▶ CHALLENGE
Count how many lines in the data below contain the word "wall", and reply with only that number.
──────── DATA SUPPLIED
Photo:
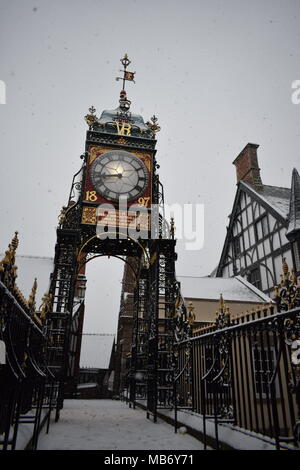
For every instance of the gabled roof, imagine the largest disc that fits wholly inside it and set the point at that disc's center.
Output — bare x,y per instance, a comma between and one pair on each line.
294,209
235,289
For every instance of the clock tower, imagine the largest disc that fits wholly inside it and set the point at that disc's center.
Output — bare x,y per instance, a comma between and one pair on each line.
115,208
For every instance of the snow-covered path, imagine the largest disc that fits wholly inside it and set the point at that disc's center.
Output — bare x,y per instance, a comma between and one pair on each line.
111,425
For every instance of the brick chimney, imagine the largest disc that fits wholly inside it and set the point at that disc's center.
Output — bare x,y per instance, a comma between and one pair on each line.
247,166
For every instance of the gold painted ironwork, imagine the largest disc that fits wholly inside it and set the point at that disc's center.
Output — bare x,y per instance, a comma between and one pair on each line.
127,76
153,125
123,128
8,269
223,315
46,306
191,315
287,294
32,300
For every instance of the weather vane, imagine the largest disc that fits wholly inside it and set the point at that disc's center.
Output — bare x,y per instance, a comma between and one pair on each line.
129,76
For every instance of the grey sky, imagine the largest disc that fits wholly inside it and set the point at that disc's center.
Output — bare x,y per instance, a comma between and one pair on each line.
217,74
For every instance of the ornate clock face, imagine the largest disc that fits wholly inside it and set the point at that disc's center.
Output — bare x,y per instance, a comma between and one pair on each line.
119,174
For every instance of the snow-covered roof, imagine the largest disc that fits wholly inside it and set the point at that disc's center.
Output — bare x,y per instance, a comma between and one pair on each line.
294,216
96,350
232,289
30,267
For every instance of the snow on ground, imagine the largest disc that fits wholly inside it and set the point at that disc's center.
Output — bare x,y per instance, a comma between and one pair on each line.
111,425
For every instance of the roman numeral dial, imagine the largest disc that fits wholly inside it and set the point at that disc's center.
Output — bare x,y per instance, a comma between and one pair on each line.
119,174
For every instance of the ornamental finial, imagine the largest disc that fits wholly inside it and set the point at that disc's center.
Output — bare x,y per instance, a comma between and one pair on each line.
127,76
────────────────
──────── DATA SUPPLIED
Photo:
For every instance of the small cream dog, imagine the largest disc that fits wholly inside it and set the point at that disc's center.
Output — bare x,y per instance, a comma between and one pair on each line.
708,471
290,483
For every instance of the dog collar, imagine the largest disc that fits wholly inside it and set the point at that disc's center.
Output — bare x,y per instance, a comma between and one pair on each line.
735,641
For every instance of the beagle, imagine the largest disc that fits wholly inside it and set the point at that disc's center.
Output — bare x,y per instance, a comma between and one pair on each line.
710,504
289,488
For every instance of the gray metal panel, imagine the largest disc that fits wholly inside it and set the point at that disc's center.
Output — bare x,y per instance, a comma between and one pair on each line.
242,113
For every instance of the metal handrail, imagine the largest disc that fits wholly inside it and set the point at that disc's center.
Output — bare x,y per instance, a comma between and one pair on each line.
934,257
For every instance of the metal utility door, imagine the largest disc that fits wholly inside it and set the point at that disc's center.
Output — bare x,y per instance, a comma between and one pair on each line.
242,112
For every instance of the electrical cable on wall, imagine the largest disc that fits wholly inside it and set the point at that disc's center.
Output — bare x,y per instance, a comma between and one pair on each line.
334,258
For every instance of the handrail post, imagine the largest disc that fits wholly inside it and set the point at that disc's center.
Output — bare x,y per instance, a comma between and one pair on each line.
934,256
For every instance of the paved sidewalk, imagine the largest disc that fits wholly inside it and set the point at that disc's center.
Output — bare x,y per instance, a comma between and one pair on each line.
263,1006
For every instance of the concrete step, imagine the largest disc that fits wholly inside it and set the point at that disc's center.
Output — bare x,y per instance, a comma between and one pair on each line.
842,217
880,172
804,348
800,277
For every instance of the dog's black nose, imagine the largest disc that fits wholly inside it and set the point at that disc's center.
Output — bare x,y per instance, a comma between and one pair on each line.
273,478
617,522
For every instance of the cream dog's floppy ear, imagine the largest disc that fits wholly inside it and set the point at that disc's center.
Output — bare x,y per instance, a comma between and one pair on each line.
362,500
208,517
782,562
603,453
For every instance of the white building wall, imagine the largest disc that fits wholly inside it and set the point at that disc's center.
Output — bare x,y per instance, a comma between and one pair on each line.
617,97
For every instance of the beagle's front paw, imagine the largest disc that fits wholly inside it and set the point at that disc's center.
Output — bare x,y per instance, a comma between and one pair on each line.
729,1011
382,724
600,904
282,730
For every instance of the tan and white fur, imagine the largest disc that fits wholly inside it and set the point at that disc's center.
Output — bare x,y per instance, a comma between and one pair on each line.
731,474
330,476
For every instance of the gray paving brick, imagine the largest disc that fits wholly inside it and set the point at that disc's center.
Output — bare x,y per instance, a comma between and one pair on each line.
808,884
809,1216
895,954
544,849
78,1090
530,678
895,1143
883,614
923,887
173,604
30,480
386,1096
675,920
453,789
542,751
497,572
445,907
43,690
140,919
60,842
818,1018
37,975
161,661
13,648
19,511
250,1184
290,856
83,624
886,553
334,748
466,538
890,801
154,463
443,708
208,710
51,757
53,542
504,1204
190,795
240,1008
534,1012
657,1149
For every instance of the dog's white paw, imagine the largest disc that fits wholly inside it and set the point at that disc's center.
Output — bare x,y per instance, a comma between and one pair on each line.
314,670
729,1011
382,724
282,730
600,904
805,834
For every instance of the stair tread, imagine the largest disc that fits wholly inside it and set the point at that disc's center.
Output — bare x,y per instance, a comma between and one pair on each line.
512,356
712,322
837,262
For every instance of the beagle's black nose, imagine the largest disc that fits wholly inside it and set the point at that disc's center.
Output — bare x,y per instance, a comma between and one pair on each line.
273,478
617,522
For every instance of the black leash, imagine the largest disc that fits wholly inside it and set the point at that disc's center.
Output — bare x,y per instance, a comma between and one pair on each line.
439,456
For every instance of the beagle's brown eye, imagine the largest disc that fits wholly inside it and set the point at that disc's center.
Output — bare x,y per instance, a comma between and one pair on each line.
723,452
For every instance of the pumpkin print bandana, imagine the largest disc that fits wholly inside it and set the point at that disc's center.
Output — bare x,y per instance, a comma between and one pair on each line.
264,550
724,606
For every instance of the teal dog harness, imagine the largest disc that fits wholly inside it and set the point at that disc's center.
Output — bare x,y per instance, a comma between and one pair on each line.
────────────────
──────── DATA SUPPLIED
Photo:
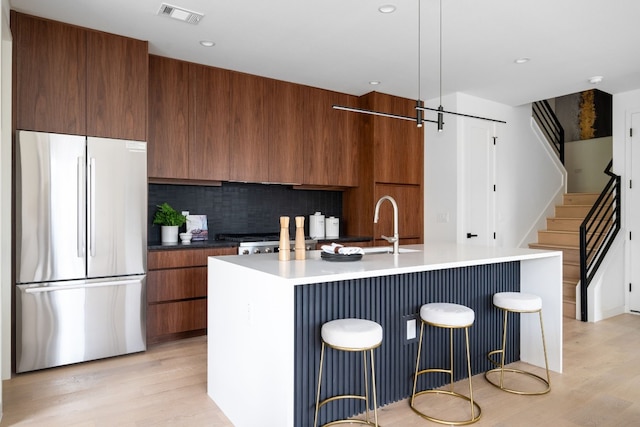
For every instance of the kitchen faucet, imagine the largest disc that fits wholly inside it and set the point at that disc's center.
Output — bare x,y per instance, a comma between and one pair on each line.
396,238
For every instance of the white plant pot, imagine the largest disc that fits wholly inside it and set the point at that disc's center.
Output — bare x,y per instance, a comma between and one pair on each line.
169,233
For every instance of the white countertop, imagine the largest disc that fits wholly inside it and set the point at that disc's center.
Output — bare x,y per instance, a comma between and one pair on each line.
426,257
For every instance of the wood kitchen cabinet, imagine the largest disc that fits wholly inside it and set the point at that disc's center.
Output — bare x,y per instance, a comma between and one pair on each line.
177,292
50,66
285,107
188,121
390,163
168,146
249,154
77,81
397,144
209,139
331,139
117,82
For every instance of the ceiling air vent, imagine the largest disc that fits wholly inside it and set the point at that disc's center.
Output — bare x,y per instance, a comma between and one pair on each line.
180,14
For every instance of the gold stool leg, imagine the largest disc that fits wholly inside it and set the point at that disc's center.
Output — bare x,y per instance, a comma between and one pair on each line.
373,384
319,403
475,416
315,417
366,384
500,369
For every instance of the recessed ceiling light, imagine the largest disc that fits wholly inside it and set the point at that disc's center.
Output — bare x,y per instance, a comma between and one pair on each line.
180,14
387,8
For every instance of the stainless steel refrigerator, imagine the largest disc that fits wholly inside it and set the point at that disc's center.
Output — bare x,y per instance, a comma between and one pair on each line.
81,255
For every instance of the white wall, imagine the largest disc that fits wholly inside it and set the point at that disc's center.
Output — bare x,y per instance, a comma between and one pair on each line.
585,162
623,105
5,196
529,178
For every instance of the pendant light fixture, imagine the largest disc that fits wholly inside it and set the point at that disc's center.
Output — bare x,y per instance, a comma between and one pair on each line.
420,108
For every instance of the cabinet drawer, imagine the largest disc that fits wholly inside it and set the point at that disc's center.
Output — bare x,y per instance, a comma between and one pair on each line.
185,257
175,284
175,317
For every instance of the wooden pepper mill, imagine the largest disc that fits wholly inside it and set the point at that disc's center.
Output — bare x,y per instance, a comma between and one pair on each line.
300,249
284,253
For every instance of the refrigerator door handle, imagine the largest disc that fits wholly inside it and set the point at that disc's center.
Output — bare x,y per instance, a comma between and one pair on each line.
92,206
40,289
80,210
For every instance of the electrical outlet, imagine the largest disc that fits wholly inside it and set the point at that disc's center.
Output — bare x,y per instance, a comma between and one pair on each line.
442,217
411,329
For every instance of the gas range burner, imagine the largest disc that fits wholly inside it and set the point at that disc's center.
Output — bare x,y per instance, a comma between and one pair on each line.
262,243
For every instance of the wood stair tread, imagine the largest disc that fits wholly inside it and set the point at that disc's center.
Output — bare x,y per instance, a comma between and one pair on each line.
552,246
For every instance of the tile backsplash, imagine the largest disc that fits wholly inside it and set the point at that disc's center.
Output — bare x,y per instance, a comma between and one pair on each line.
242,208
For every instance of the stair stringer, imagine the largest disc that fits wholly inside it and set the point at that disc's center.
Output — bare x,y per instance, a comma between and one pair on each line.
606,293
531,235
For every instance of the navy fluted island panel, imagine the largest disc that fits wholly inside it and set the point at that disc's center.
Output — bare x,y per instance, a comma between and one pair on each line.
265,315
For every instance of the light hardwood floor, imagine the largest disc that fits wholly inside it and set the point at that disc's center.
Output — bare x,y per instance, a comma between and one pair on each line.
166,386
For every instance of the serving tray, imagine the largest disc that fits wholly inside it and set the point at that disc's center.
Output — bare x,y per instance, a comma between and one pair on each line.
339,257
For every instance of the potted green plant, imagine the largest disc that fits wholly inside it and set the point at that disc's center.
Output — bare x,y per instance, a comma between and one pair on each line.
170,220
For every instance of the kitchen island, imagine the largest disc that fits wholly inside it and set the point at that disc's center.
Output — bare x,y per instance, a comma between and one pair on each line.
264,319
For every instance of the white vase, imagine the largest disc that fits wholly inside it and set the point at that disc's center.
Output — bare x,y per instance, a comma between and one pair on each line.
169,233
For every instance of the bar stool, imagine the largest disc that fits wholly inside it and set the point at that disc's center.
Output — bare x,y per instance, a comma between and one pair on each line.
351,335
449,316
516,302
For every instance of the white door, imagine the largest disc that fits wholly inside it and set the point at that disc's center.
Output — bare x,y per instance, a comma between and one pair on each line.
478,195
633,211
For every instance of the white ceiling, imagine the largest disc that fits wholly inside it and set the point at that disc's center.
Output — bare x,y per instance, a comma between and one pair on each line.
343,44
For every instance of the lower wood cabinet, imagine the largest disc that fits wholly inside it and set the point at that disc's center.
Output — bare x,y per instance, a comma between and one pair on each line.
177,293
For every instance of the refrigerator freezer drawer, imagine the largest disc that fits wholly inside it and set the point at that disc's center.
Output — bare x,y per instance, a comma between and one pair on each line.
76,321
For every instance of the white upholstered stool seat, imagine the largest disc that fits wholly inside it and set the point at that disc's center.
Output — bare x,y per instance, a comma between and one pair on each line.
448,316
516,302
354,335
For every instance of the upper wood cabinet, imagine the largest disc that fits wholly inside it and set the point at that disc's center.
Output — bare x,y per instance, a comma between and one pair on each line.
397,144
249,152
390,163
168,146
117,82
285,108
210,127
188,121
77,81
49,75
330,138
────────────────
▶ FINAL RESULT
3